→ **Tasks to perform**
A: Answer these questions from the Candlemas text, one per line:
(i) By how many days does Candlemas follow the Nativity?
(ii) In Germany, what did clouds or rain on Candlemas signal?
(iii) To which animal did the German settlers in Pennsylvania transfer the folk wisdom?
B: From the Candlemas text, list every plant that the poem says to take down.
C: Write out everything in the Candlemas text from "by Robert Herrick" down to "you shall see.".

→ **Selected extract**
================
Candlemas is the day commemorating the Presentation of Jesus at the Temple as the firstborn son of Mary, and Mary's purification after childbirth. As the last feast on the calendar dated from Christmas (following the Nativity by the Torah-mandated 40 days), Candlemas traditionally marked the end of the Christmas season, and was the day by which Christmas decorations were supposed to be put aside in anticipation of Lent:
CEREMONY UPON CANDLEMAS EVE.
by Robert Herrick
DOWN with the rosemary, and so
Down with the bays and misletoe ;
Down with the holly, ivy, all,
Wherewith ye dress'd the Christmas Hall:
That so the superstitious find
No one least branch there left behind:
For look, how many leaves there be
Neglected, there (maids, trust to me)
So many goblins you shall see.
Right!
I knew it was something like that.
The Editor
Candlemas turned into Groundhog Day because, as the last day of the Christmas season, it became a traditional day of omen for the upcoming planting season. In Germany, it became folk wisdom that clear, cold weather on Candlemas augured continuing cold weather through Easter, while clouds or rain signalled the advent of Spring.
The folk saying in Germany then was, that if the sun was bright enough for a hedgehog--the animal in Germany which hugged the ground most closely--to see his shadow, then winter and its clear cold skies would persist. When Germans began migrating to America, which has no hedgehogs, the German settlers in Pennsylvania transferred the folk wisdom to the groundhog.
And now you know...the rest of the story.
================
→ **Supplied data**

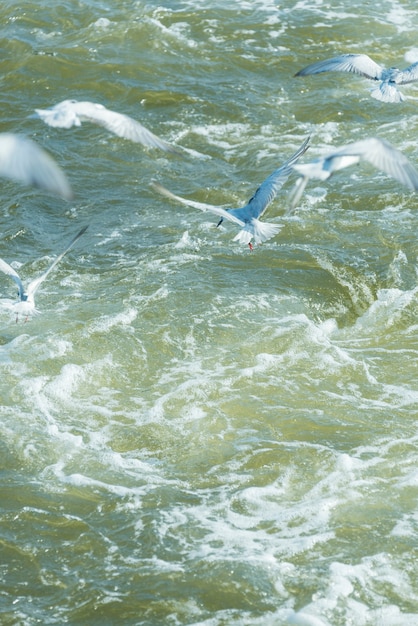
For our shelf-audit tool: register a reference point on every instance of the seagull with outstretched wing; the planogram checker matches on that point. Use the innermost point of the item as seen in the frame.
================
→ **Answers to the exercise**
A:
(i) 40 days
(ii) The advent of Spring
(iii) The groundhog

B:
rosemary
bays
misletoe
holly
ivy

C:
by Robert Herrick
DOWN with the rosemary, and so
Down with the bays and misletoe ;
Down with the holly, ivy, all,
Wherewith ye dress'd the Christmas Hall:
That so the superstitious find
No one least branch there left behind:
For look, how many leaves there be
Neglected, there (maids, trust to me)
So many goblins you shall see.